How many lines in the rows below contain the string "large"? Reply with the number only.

======== Material supplied

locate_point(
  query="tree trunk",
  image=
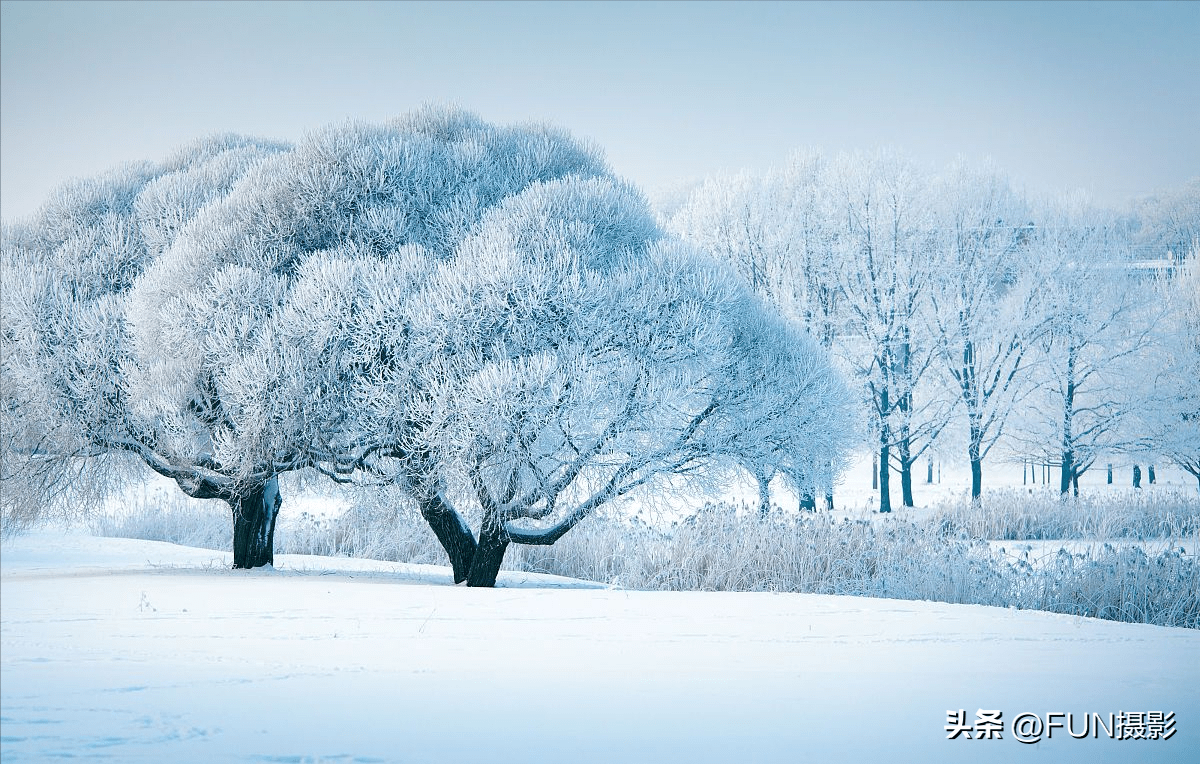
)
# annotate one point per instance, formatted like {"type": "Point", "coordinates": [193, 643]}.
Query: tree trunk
{"type": "Point", "coordinates": [763, 492]}
{"type": "Point", "coordinates": [906, 471]}
{"type": "Point", "coordinates": [489, 554]}
{"type": "Point", "coordinates": [975, 453]}
{"type": "Point", "coordinates": [253, 524]}
{"type": "Point", "coordinates": [454, 534]}
{"type": "Point", "coordinates": [885, 477]}
{"type": "Point", "coordinates": [1068, 471]}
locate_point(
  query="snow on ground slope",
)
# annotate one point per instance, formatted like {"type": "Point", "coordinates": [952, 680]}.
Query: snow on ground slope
{"type": "Point", "coordinates": [118, 650]}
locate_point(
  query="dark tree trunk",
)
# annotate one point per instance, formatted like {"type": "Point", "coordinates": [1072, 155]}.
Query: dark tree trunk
{"type": "Point", "coordinates": [253, 524]}
{"type": "Point", "coordinates": [455, 536]}
{"type": "Point", "coordinates": [1068, 471]}
{"type": "Point", "coordinates": [493, 541]}
{"type": "Point", "coordinates": [976, 479]}
{"type": "Point", "coordinates": [885, 477]}
{"type": "Point", "coordinates": [1068, 413]}
{"type": "Point", "coordinates": [763, 493]}
{"type": "Point", "coordinates": [906, 471]}
{"type": "Point", "coordinates": [975, 453]}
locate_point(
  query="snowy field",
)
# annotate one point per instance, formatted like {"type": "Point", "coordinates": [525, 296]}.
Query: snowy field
{"type": "Point", "coordinates": [119, 650]}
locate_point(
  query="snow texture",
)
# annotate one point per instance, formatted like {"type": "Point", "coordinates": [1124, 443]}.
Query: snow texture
{"type": "Point", "coordinates": [119, 650]}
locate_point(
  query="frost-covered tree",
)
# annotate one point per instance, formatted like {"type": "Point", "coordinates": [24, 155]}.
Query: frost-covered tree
{"type": "Point", "coordinates": [240, 367]}
{"type": "Point", "coordinates": [65, 276]}
{"type": "Point", "coordinates": [984, 302]}
{"type": "Point", "coordinates": [569, 355]}
{"type": "Point", "coordinates": [161, 312]}
{"type": "Point", "coordinates": [777, 232]}
{"type": "Point", "coordinates": [1168, 414]}
{"type": "Point", "coordinates": [880, 203]}
{"type": "Point", "coordinates": [1096, 337]}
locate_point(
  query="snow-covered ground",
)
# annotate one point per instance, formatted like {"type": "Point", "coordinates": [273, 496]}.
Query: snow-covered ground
{"type": "Point", "coordinates": [118, 650]}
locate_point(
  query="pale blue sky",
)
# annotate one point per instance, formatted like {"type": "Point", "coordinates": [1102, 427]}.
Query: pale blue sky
{"type": "Point", "coordinates": [1101, 96]}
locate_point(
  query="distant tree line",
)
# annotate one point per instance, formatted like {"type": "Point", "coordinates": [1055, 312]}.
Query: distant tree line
{"type": "Point", "coordinates": [1053, 329]}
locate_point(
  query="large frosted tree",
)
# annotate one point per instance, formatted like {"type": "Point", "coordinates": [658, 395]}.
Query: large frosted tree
{"type": "Point", "coordinates": [568, 355]}
{"type": "Point", "coordinates": [153, 322]}
{"type": "Point", "coordinates": [65, 278]}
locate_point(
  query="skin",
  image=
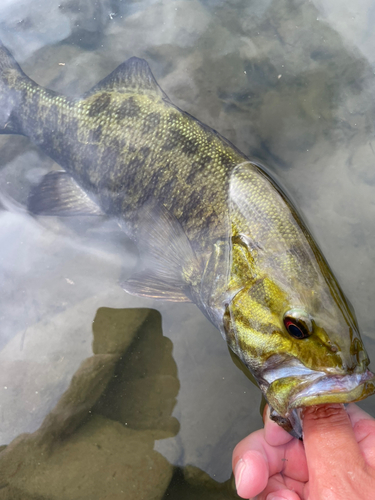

================

Complete output:
2